● Image point grounding data:
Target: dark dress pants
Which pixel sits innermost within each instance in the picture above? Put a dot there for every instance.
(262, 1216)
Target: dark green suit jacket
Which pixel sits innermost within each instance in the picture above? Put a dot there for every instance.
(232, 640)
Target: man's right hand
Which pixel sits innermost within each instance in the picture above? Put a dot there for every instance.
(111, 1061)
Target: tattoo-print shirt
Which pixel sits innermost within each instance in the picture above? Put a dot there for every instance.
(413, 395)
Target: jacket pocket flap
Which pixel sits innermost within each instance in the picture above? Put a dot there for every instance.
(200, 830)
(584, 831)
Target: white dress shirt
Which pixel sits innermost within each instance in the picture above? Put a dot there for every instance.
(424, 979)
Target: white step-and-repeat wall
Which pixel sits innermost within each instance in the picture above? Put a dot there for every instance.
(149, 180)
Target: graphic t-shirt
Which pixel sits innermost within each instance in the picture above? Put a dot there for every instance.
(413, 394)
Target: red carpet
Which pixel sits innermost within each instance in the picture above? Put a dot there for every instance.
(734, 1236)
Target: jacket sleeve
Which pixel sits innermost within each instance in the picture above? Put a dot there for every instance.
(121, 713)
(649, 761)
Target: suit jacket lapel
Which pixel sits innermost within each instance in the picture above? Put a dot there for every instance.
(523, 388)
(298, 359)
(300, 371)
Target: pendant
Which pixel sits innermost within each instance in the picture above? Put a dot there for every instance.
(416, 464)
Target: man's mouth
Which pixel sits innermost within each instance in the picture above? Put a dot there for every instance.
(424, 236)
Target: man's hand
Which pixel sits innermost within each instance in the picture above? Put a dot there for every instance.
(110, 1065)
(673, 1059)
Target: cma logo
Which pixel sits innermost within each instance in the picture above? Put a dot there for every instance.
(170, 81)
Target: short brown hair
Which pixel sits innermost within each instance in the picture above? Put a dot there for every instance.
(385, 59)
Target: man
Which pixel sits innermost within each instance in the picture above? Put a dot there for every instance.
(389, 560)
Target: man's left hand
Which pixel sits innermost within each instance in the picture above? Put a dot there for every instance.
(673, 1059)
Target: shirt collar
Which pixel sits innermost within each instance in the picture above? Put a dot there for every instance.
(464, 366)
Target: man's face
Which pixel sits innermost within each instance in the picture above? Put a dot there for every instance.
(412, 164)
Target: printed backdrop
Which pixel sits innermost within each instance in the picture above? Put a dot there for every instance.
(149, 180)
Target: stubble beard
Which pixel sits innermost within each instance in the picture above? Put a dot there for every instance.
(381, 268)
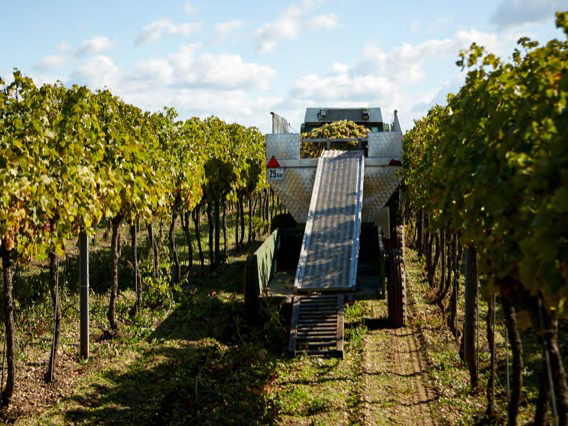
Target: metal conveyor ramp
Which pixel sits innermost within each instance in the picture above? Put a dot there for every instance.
(330, 249)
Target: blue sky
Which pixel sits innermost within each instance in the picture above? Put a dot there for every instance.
(240, 60)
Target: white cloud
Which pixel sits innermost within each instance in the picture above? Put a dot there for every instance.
(50, 61)
(225, 29)
(189, 8)
(95, 45)
(64, 46)
(228, 71)
(511, 13)
(97, 73)
(287, 27)
(393, 78)
(323, 22)
(155, 30)
(293, 21)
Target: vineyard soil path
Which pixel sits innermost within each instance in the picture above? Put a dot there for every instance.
(397, 388)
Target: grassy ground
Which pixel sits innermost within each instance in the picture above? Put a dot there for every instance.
(192, 359)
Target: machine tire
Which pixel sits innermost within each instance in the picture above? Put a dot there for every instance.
(396, 281)
(283, 220)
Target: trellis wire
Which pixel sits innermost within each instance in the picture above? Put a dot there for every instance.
(507, 356)
(477, 325)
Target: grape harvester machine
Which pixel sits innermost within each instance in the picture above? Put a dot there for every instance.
(341, 237)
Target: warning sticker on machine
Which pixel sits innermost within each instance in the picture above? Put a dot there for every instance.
(276, 174)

● Task details: Among the lines of the data, which ones contain the word "hand"? Show them.

● Answer to this exercise:
Target: man's right hand
Target: man's hand
Target: man's left hand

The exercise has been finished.